_Testo fornito_
Confessioni 9, 3, 5-6

Grazie a te, Dio nostro ! Noi siamo tuoi, lo attestano le tue esortazioni e poi le tue consolazioni: fedele alle promesse, rendi a Verecondo, in cambio della sua campagna a Cassiciaco, ove riposammo in te dalla bufera del mondo, l'amenità in eterno verdeggiante del tuo paradiso, poichè gli hai rimesso i suoi peccati sulla terra, sulla montagna pingue, la tua montagna, la montagna ubertosa. Egli era dunque angosciato in quei giorni; Nebridio invece condivideva la nostra esultanza... Questa era dunque la nostra condizione: da un lato consolavamo Verecondo, rattristato, senza danno per l'amicizia, di quella nostra conversione, esortandolo all'osservanza fedele dei doveri del suo stato, ossia della vita coniugale; dall'altro aspettavamo Nebridio, quando ci avrebbe seguito.

 

 

Mecum erat Alypius otiosus ab opere iuris peritorum post assessionem tertiam, expectans, quibus iterum consilia venderet, sicut ego vendebam dicendi facultatem, si qua docendo praestari potest,Nebridius autem amicitiae nostrae cesserat, ut omnium nostrum familiarissimo Verecundo, Mediolanensis et civi et grammatico, subdoceret, vehementer desideranti et familiaritatis iure flagitanti de numero nostro fidele auditorium, quo indigebat nimis. Non itaque Nebridium cupiditas conmodorum eo traxit, maiora enim posset, si vellet de literis agere, sed officio benivolentiae petitionem nostram contemnere noluit amicus dulcissimus et mitissimus.

_Dati forniti_
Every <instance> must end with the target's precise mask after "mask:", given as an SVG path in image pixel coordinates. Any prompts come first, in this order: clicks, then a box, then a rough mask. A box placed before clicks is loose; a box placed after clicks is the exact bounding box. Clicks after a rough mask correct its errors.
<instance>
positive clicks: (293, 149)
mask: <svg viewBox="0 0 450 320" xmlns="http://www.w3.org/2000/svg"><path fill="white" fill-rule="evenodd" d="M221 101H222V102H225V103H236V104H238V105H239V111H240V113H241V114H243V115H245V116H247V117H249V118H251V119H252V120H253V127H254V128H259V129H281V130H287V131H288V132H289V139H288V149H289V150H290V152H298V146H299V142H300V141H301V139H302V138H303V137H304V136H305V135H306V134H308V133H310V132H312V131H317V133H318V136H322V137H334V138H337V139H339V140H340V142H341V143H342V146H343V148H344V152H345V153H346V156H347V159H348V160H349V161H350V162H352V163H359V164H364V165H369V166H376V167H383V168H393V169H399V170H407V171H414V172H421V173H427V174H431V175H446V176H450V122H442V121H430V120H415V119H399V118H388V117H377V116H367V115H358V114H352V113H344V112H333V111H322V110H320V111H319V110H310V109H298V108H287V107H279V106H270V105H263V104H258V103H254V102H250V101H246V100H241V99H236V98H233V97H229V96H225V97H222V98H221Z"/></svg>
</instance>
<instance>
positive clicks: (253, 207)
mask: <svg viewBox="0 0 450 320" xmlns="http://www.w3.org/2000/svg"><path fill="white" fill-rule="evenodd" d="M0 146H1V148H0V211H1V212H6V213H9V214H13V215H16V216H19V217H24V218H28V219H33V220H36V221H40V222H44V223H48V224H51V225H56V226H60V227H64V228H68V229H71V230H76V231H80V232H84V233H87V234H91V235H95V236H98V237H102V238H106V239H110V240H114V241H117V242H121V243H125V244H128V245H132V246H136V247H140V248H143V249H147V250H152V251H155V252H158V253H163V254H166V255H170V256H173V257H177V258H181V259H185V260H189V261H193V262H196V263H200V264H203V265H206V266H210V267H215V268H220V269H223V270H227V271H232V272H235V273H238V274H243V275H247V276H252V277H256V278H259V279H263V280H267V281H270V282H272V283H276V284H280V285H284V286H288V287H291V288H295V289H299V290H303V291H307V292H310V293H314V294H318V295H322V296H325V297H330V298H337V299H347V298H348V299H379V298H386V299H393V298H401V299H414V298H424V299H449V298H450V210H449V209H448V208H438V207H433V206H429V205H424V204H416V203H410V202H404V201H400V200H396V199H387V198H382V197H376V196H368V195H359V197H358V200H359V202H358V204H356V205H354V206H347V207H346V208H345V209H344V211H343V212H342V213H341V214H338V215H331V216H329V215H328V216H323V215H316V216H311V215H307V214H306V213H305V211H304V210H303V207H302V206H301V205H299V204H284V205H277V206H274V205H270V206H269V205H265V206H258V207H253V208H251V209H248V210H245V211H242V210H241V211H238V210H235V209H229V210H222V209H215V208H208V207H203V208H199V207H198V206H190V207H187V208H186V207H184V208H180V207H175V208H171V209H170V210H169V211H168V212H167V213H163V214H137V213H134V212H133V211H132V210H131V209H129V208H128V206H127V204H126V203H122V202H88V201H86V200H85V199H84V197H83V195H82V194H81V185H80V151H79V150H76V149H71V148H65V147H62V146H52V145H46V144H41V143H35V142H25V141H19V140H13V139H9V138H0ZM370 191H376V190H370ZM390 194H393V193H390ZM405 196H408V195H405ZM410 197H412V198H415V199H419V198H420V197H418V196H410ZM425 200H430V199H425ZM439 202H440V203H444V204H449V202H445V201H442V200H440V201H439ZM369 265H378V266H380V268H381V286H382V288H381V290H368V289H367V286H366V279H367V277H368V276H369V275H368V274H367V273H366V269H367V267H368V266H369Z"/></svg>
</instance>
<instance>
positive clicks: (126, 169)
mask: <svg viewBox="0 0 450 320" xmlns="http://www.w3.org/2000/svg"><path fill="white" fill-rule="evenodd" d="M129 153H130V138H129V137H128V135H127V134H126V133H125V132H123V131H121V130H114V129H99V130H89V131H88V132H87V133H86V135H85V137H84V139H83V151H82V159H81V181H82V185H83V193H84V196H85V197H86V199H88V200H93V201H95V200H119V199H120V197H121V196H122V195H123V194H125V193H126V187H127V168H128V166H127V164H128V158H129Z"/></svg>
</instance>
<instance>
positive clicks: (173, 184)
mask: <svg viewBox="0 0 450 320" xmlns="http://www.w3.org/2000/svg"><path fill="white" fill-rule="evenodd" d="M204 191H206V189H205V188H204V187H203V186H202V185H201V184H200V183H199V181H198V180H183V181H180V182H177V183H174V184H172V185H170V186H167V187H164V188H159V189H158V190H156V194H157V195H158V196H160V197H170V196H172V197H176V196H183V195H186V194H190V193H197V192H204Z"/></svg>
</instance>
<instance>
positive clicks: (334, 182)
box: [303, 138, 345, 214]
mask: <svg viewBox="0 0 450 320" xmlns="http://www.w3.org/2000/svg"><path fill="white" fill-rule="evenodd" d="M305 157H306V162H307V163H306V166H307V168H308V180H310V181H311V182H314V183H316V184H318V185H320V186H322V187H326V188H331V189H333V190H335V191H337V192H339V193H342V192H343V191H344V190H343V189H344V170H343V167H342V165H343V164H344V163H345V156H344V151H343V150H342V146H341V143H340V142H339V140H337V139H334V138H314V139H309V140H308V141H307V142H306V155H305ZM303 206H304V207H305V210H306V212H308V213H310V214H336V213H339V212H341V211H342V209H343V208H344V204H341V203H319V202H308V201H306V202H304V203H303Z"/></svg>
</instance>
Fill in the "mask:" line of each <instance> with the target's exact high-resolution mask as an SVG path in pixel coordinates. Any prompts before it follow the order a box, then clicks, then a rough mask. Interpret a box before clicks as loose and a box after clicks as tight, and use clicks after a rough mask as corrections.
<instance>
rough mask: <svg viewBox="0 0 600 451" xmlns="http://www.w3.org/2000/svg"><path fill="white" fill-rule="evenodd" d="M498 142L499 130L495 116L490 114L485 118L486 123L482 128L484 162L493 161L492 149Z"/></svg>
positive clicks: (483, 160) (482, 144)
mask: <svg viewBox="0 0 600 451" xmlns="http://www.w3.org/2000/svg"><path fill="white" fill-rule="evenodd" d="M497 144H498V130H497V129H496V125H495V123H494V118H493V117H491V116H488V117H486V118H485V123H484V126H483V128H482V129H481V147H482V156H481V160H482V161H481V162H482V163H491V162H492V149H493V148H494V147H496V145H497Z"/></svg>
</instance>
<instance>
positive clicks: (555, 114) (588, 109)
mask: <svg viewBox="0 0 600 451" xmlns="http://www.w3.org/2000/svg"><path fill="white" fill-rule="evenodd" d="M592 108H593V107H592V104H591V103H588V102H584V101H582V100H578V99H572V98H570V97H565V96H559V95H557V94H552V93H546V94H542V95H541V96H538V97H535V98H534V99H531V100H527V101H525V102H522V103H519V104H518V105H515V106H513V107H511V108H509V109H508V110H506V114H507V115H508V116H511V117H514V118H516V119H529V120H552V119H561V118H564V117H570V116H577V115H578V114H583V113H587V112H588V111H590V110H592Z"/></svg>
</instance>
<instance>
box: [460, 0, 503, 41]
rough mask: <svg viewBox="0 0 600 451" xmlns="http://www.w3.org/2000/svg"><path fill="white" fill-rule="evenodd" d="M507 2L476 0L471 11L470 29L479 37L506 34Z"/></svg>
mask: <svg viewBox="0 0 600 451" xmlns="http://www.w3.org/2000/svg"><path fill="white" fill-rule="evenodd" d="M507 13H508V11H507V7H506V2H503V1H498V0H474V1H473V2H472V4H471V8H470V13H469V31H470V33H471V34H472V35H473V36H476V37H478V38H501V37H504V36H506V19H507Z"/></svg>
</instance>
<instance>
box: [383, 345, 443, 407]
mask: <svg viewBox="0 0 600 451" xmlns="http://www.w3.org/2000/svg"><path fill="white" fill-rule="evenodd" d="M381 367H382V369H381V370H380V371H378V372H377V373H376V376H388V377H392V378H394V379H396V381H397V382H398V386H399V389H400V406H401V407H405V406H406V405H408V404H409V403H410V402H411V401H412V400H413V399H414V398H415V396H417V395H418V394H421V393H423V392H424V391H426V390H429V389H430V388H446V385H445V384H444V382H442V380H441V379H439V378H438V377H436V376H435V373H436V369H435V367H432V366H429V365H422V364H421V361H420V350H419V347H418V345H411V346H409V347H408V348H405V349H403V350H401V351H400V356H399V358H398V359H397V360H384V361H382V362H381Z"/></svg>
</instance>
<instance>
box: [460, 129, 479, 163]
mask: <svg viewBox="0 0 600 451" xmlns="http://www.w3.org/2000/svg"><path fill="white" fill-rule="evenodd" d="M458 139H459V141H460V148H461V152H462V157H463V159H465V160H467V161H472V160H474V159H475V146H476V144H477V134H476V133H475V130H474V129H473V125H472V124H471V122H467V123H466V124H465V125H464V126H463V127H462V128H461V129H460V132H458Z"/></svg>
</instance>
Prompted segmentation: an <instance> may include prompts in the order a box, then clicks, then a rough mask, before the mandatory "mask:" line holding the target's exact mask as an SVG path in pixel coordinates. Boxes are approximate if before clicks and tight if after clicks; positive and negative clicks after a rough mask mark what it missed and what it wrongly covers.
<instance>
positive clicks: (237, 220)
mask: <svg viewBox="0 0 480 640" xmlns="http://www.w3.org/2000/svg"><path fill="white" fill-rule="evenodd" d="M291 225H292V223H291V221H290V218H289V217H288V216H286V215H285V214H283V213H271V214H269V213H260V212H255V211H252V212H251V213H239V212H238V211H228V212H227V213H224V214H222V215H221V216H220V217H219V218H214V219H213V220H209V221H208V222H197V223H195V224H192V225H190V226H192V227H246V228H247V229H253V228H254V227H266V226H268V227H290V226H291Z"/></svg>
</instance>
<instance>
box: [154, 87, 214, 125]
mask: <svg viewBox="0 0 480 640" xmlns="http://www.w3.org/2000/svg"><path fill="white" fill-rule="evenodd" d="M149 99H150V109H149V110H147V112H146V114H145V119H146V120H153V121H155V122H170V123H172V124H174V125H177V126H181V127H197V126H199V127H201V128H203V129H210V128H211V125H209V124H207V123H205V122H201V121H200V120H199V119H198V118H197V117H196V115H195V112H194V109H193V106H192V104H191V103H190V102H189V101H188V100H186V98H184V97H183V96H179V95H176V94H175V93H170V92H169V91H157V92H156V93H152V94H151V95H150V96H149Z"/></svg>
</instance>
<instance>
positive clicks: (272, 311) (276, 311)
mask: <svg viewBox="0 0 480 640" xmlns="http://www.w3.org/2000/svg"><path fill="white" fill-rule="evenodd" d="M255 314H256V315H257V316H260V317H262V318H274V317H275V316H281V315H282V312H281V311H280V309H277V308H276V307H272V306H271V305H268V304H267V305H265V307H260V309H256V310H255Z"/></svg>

_Compiti_
a: Riformula in forma più concisa il paragrafo del brano delle Confessioni che comincia con "Grazie a te, Dio nostro", mantenendone i fatti principali.
b: Trascrivi di nuovo una parte del brano delle Confessioni cambiando il nome "Verecondo" in "Verecundo": inizia dalle parole "Confessioni 9, 3, 5-6" e termina dopo "ci avrebbe seguito.".
c: Riassumi il brano delle Confessioni in tre frasi.

_Risposte numerate_
a: Si ringrazia Dio, che, fedele alle promesse, rende a Verecondo l'eterna amenità del paradiso in cambio della sua campagna a Cassiciaco, dove trovarono riposo dalla bufera del mondo, perché gli ha rimesso i peccati. In quei giorni Verecondo era angosciato, mentre Nebridio condivideva la loro esultanza. Consolavano Verecondo, rattristato senza danno per l'amicizia dalla loro conversione, esortandolo a osservare fedelmente i doveri della vita coniugale, e aspettavano che Nebridio li seguisse.

b:
Confessioni 9, 3, 5-6

Grazie a te, Dio nostro ! Noi siamo tuoi, lo attestano le tue esortazioni e poi le tue consolazioni: fedele alle promesse, rendi a Verecundo, in cambio della sua campagna a Cassiciaco, ove riposammo in te dalla bufera del mondo, l'amenità in eterno verdeggiante del tuo paradiso, poichè gli hai rimesso i suoi peccati sulla terra, sulla montagna pingue, la tua montagna, la montagna ubertosa. Egli era dunque angosciato in quei giorni; Nebridio invece condivideva la nostra esultanza... Questa era dunque la nostra condizione: da un lato consolavamo Verecundo, rattristato, senza danno per l'amicizia, di quella nostra conversione, esortandolo all'osservanza fedele dei doveri del suo stato, ossia della vita coniugale; dall'altro aspettavamo Nebridio, quando ci avrebbe seguito.

c: Si ringrazia Dio, che in cambio della campagna di Cassiciaco concede a Verecondo il paradiso e gli rimette i peccati. Verecondo, rattristato dalla conversione degli amici, veniva consolato ed esortato ai doveri della vita coniugale, mentre Nebridio condivideva la loro esultanza e si attendeva che li seguisse. Alipio, libero dal lavoro di giurista, stava con l'autore, e Nebridio, non per interesse ma per benevolenza, aveva accettato di fare da assistente a Verecondo, cittadino e grammatico di Milano.